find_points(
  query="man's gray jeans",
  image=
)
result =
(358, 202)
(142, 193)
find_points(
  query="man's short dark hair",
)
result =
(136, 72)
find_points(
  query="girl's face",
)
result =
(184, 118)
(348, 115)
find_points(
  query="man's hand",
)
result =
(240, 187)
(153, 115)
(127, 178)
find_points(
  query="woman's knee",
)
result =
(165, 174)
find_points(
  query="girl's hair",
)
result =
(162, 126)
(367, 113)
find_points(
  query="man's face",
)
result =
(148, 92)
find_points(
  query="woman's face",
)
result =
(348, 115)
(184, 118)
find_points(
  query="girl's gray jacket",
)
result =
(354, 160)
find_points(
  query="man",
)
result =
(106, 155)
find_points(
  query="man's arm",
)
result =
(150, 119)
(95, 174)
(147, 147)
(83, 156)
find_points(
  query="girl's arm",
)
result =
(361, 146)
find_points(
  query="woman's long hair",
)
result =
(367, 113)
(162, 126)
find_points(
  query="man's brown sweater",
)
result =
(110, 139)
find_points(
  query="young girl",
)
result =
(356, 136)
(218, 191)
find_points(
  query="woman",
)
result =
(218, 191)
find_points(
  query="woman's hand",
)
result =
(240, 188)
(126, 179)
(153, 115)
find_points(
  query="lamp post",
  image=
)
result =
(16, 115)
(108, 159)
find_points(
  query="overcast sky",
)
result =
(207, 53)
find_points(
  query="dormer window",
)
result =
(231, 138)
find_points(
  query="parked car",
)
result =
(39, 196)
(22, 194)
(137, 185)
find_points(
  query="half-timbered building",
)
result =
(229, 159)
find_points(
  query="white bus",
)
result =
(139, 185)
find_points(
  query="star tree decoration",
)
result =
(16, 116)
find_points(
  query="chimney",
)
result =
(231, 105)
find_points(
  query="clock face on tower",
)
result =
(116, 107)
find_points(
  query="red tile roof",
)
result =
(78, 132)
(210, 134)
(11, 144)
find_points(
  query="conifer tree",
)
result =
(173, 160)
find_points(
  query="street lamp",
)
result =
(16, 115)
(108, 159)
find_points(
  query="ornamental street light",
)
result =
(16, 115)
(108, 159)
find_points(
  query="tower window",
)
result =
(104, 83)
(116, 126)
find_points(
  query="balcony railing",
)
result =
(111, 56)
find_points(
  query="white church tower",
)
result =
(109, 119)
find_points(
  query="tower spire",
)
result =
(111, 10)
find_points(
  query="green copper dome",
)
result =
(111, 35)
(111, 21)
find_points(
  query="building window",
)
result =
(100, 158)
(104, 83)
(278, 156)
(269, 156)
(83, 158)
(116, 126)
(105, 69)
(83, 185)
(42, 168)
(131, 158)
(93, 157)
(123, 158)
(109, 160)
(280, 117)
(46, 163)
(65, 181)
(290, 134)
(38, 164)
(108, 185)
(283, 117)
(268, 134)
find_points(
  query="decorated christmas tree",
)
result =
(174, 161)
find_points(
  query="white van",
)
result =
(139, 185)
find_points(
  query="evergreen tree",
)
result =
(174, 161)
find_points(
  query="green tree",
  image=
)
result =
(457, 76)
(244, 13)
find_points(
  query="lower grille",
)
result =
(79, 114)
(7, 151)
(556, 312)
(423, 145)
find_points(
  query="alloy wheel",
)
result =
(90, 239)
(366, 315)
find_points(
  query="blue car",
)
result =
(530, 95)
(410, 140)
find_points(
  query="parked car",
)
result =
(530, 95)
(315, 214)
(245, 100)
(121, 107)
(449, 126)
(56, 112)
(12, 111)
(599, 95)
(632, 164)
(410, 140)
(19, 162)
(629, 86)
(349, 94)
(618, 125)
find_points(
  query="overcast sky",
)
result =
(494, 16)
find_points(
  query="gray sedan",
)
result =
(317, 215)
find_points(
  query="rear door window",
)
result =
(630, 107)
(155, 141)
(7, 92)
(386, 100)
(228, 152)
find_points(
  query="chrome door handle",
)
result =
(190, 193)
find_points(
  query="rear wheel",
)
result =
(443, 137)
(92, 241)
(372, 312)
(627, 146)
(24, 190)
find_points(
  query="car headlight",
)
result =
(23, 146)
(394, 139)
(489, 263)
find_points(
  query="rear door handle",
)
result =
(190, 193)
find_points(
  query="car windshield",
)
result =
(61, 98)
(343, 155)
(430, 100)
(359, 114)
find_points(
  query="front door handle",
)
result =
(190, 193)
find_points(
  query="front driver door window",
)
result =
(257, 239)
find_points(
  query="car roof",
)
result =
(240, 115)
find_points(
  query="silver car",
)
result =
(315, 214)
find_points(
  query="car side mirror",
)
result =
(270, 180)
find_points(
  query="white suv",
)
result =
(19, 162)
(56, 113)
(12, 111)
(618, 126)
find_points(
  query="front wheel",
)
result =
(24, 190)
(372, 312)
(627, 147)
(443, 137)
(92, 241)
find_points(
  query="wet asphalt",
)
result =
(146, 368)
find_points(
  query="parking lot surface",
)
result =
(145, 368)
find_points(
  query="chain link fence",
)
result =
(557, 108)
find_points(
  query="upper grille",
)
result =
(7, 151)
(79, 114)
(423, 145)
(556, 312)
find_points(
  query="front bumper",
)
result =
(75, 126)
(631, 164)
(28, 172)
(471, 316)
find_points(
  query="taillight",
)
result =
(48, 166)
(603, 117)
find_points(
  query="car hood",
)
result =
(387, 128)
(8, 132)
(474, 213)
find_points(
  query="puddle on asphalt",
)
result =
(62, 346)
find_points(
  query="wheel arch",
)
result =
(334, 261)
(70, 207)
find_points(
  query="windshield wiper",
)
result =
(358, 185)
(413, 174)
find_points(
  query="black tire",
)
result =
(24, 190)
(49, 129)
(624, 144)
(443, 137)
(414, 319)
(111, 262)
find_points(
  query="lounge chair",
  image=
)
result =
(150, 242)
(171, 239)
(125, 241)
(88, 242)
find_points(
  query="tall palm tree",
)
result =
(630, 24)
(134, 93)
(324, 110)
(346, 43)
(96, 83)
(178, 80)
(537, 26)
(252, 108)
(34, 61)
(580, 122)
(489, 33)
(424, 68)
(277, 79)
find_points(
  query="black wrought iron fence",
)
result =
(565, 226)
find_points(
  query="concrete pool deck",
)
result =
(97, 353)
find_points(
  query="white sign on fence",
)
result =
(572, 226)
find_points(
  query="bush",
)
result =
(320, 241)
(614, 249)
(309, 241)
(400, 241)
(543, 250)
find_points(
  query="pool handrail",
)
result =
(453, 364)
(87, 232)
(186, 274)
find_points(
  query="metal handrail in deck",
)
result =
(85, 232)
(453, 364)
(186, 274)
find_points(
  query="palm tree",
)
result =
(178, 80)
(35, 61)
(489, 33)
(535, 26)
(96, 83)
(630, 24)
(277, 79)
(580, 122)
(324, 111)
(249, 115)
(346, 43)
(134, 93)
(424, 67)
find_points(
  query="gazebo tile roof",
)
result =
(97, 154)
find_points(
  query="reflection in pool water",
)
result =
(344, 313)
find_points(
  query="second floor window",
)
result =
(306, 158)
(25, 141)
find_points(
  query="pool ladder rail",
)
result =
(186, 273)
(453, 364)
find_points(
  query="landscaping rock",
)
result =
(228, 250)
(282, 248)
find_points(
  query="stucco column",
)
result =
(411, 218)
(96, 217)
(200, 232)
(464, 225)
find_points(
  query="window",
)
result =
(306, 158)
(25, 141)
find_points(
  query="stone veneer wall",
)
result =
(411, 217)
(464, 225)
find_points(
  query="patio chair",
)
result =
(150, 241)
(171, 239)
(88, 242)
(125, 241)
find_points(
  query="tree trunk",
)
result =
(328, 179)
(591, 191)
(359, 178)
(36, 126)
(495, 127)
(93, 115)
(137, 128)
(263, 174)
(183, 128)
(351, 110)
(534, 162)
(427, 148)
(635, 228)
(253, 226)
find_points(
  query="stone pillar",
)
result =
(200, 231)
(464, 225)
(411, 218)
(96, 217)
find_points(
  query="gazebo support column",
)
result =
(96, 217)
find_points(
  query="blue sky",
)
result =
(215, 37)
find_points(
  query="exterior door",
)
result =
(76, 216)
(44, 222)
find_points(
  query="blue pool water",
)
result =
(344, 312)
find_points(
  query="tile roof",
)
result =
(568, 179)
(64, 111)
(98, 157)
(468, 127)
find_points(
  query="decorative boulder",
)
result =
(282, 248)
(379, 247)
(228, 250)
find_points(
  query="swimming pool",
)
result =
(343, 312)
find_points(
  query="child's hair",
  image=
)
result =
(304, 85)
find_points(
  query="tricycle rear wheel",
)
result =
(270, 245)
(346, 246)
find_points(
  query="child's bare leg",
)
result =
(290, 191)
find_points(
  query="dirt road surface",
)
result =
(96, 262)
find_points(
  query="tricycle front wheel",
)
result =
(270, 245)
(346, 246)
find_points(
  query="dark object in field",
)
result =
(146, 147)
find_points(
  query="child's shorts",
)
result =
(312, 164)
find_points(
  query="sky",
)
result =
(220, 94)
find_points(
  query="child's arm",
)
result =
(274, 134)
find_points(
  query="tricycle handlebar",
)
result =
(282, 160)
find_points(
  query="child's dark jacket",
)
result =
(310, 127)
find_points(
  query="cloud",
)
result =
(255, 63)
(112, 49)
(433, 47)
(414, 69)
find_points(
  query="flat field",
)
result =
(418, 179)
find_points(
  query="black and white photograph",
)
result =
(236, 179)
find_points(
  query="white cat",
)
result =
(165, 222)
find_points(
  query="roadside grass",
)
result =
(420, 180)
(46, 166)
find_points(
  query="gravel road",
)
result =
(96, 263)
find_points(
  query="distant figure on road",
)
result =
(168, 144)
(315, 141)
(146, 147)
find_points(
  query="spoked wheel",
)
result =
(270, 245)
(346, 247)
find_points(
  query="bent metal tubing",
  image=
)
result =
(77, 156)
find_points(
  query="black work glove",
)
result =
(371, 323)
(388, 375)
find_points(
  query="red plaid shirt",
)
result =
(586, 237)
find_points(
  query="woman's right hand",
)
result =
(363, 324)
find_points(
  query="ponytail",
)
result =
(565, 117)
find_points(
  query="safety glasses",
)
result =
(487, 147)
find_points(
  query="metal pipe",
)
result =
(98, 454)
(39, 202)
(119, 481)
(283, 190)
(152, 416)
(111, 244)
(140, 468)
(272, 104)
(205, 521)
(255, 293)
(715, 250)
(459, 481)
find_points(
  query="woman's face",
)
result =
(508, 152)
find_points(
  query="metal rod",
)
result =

• Exercise requirements: For each line of the material that contains the word "pool", make a copy.

• Output:
  query="concrete pool deck",
  query="pool handrail",
  query="reflection in pool water",
  query="pool ladder rail",
  query="blue pool water",
  query="swimming pool",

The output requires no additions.